Stored dataset items
*** Begin section ***
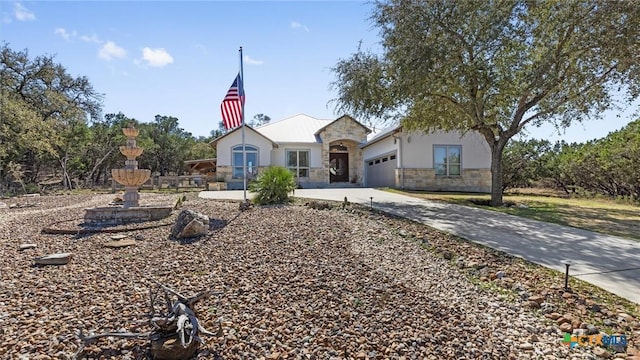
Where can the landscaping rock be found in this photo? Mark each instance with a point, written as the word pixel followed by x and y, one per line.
pixel 190 224
pixel 53 259
pixel 120 243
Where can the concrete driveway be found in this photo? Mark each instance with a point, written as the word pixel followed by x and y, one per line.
pixel 610 262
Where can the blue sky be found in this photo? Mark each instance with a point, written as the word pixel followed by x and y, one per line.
pixel 178 58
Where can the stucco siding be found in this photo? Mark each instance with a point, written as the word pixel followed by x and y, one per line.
pixel 225 145
pixel 315 153
pixel 381 147
pixel 417 149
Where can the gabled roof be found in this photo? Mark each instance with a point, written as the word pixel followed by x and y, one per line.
pixel 215 141
pixel 382 135
pixel 294 129
pixel 340 118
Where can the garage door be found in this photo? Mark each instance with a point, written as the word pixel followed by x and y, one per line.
pixel 381 171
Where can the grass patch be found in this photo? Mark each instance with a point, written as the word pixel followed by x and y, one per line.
pixel 598 215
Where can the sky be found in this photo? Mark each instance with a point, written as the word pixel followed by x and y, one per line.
pixel 179 58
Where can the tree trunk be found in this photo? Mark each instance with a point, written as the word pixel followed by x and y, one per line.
pixel 496 172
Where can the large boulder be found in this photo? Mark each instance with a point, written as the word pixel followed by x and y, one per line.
pixel 190 224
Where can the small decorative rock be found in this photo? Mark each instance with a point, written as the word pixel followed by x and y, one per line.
pixel 592 330
pixel 566 327
pixel 120 243
pixel 525 346
pixel 190 224
pixel 601 353
pixel 53 259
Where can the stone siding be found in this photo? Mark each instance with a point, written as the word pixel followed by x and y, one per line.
pixel 472 180
pixel 350 134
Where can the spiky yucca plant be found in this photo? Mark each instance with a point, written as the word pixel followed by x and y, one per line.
pixel 273 185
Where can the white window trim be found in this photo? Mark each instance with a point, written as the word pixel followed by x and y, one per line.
pixel 238 148
pixel 447 146
pixel 297 168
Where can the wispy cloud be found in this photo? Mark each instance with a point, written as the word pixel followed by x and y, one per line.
pixel 110 51
pixel 93 38
pixel 22 13
pixel 247 59
pixel 203 49
pixel 298 25
pixel 156 57
pixel 63 33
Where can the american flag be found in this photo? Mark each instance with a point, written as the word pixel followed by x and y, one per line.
pixel 232 105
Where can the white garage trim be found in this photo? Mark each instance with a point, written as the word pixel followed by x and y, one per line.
pixel 381 171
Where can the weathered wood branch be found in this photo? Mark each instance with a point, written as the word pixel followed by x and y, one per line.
pixel 179 322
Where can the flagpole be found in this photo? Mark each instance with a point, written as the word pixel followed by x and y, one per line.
pixel 244 152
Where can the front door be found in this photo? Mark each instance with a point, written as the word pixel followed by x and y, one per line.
pixel 338 167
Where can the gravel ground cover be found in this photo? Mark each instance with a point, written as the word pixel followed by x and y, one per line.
pixel 294 283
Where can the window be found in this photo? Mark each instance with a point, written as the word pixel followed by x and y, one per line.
pixel 252 160
pixel 298 162
pixel 446 160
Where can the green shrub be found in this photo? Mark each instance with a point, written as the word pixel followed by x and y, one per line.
pixel 273 185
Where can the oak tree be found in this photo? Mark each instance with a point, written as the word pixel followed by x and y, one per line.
pixel 494 66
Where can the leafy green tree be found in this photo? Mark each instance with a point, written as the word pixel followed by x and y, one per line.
pixel 273 185
pixel 42 107
pixel 494 67
pixel 102 151
pixel 524 162
pixel 169 147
*** End section ***
### [Exercise prompt]
Each record above is to be returned unchanged, while any picture it holds stays out.

### [Written answer]
Where can the landscaping rock be found in this photo? Mark each instance with a point, written as the word pixel followed by x and y, one per line.
pixel 190 224
pixel 53 259
pixel 120 243
Where can the concrete driveway be found in this photo? Mark each instance with a point, written as the word pixel followed by x and y, one per line.
pixel 610 262
Where can the blue sky be found in this photo? Mark each instance with a point, written as the word pixel followed by x and y, one per line.
pixel 178 58
Where can the stucco siding be found in this photo? Mark each instance with a point, written as the word pixel followed by x and y, one per line.
pixel 225 145
pixel 315 153
pixel 381 147
pixel 417 149
Where can the gabled roof be found in this photo? Mark each instance with a point, written as the word pixel followed by x and y, one per line.
pixel 215 141
pixel 382 135
pixel 294 129
pixel 340 118
Where can the garage door be found in this photo? Mark each instance with a point, written as the word pixel followed by x and y, one per line.
pixel 381 171
Where can the grass patch be found in this photo? Mark each instance with a point, written as the word pixel followed by x and y, one per line.
pixel 598 215
Where can the sky be found in this photo? Mark each instance with a point, written as the word pixel followed by x and y, one per line.
pixel 179 58
Where can the tree trunk be found in this photo? Mark each instance with a point, written as the word pixel followed by x and y, one per line.
pixel 496 172
Where can the large boulder be found in this photo? Mark each instance with a point, written as the word pixel followed by x and y, one per line.
pixel 190 224
Where can the small decorative rock be found in this photo? Mark each instance with a point, written as the word pixel followed by x and y, one per line.
pixel 592 330
pixel 566 327
pixel 120 243
pixel 525 346
pixel 190 224
pixel 601 353
pixel 53 259
Where can the stone siding be found in this photo? Mark each instance with a point, written as the word pixel followed by x and y, one per line.
pixel 472 180
pixel 350 134
Where can the spiky yucca plant be found in this photo? Mark each instance with a point, written as the word pixel followed by x and y, one per line.
pixel 273 185
Where can the white window trim be found in this photo? Mark each instance with a point, written as the word pixel followed by x and y, one per line.
pixel 238 148
pixel 447 146
pixel 297 168
Where can the wispy cloud be found in this photo? Mark each instance with a point, written as the word pixel followed by x and y, one per line.
pixel 110 51
pixel 93 38
pixel 22 13
pixel 247 59
pixel 203 49
pixel 298 25
pixel 156 57
pixel 63 33
Where can the american flag be found in this photo? Mark each instance with a point, written as the word pixel followed by x and y, one per line.
pixel 232 105
Where can the white garage trim be found in this photo? Mark each instance with a point, written as the word pixel followed by x and y, one per line.
pixel 381 171
Where can the weathered wood branch be found in this photo? Mark each instance with a point, written as the word pixel followed by x and y, one per line.
pixel 179 322
Where can the flagpole be found in this photo? Mark each instance with a point, written as the word pixel followed by x and y, one per line.
pixel 244 152
Where can the front door be found in this photo? Mark each instance with a point, written as the word pixel followed by x and y, one per line.
pixel 338 167
Where can the gravel ground cover be found in this photo? Mark each instance with a point, written as the word pixel followed by x and y, one per line.
pixel 294 283
Where can the window be found in this photo? Mark each instance with a point, written as the word pixel followed by x and y, one per line.
pixel 252 160
pixel 298 162
pixel 446 160
Where can the green shrub be found in this photo? Mark each instance with a point, written as the word pixel followed by x and y, one per line.
pixel 273 185
Where can the oak tree be found in this photo? Mark each instance with a point, written as the word pixel followed by x and y, one per line.
pixel 494 66
Where can the leafy green tree be found in this photo? Mark each instance with a point, written as the word pixel followed by x and y, one per line.
pixel 273 185
pixel 42 107
pixel 494 67
pixel 102 151
pixel 524 162
pixel 169 147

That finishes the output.